Cosa fare:
1) Estrai parola per parola dal brano sull'osservanza eremitica il passo che va da "De Institutis Ord. Eremit. Opusc.XV,26." a "degli incontri fraterni.".
2) Continua il brano sull'osservanza eremitica partendo subito dopo l'ultima frase riportata.

Home

Letture della preghiera notturna dei certosini

[Anno A] [Anno C]

 Anno A

 

Tempo Ordinario

 

Quattordicesima Settimana

 

 

 

189

 

Dall’Opuscolo sull’osservanza eremitica di San Pier Damiani.

De Institutis Ord. Eremit. Opusc. XV, 25. PL 145, 357-358.

 

Ciò che può alleviare il peso dell’austerità eremitica.

 

Quando il timore lascia il posto all’amore e la schiavitù alla libertà interiore, quello che prima era imposto  si muta in desiderio voluto; ciò che ieri sembrava duro, austero, diventa dolce e piacevole, grazie all’ineffabile incendio della carità.

Ecco perché con tutte le forze dobbiamo tendere verso la perfezione. Altrimenti dovremo sobbarcarci a un cumulo fastidioso di contrarietà e di prove. È duro, si, portare il giogo del RE, ma studiati di ottenere il favore, comincia a stargli accanto con familiarità, entrando sovente da lui e soffermandoti a colloquio diretto, anzi facendo parte del suo consiglio privato. Allora la gravosa disciplina militare farà presto a diventarti simpatica simpatica e gradevole, la fatica incessante ti sembrerà più placida di qualunque riposo.

Ormai faticherai senza pena, sarai molto impegnato senza provare disagio, pur in un continuo andare e venire sarai sempre in pace.

Sbrigati a vincere le tue passioni, affinché, ammesso all’intimità del Re, tu aderisca a lui come amico intimo: l’occhio della tua mente si fisserà nell’Autore della luce tanto più puro quanto meno gli farà velo la caligine dei fantasmi e dei vani pensieri. Spesso, infatti, quando le tentazioni ci assalgono da ogni parte, un cenno della bontà di Dio ci rapisce in contemplazione e, come se fossimo già nell’anticamera del cielo, intravediamo la magnificenza della gloria divina quasi attraverso reconditi spiragli.

Lo sguardo interiore gusta, lui solo, le delizie del Re, mentre le membra del corpo sono ancora straziate dalla tormenta.

Vuoi alleviare la fatica del percorso? Tendi lo sguardo verso la dimora della quiete.

   

190

 

Dall'Opuscolo sull'osservanza eremitica di San Pier Damiani.

De Institutis Ord. Eremit. Opusc.XV,26. PL 145,358.359.

 

Come acquisire la grazia delle lagrime

 

Come possiamo ottenere la grazia della compunzione? Ebbene, se invece di un cuore arido e desolato cerchi l'abbondanza delle lacrime, non solo devi sganciarti dallo strepito degli affari mondani, ma persino spesso occorrerà ritrarti dalle piacevoli conversazioni degli incontri fraterni.

Estratto dei dati:
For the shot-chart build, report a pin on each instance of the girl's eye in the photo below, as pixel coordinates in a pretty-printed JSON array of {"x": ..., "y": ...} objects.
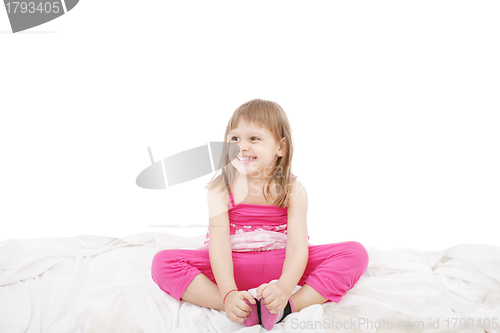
[{"x": 234, "y": 137}]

In risposta:
1)
De Institutis Ord. Eremit. Opusc.XV,26. PL 145,358.359.

 

Come acquisire la grazia delle lagrime

 

Come possiamo ottenere la grazia della compunzione? Ebbene, se invece di un cuore arido e desolato cerchi l'abbondanza delle lacrime, non solo devi sganciarti dallo strepito degli affari mondani, ma persino spesso occorrerà ritrarti dalle piacevoli conversazioni degli incontri fraterni.

2)
Amputa da te ogni cura e preoccupazione per le attività del secolo, affrettati a rimuoverle come macerie ingombranti, come ostacoli che ostruiscono il fluire della sorgente interiore. A volte un'acqua che sale da profondità abissali, si raccoglie in una conca, ma non può defluire perché, i massi le sbarrano il corso. Così nel cuore umano quella mestizia, che nasce dal meditare la profondità dei divini giudizi, non può erompere in un torrente di lacrime se la bloccano attività puramente terrene. Questa tristezza di cielo è come la sostanza delle lacrime, ma perché la vena di questa fonte fluisca, devi allontanare tutti gli sbarramenti terreni e mondani.

Come un agricoltore solerte e prudente, mettiti a lavorare il tuo campo dalla mattina alla sera; fendi la terra del cuore con il vomere della santa disciplina, rompi per benino le zolle della tua durezza, suda e fatica a estirpare i rovi delle passioni; poi, con gli occhi puntati in cielo, attendi l'abbondanza della pioggia celeste.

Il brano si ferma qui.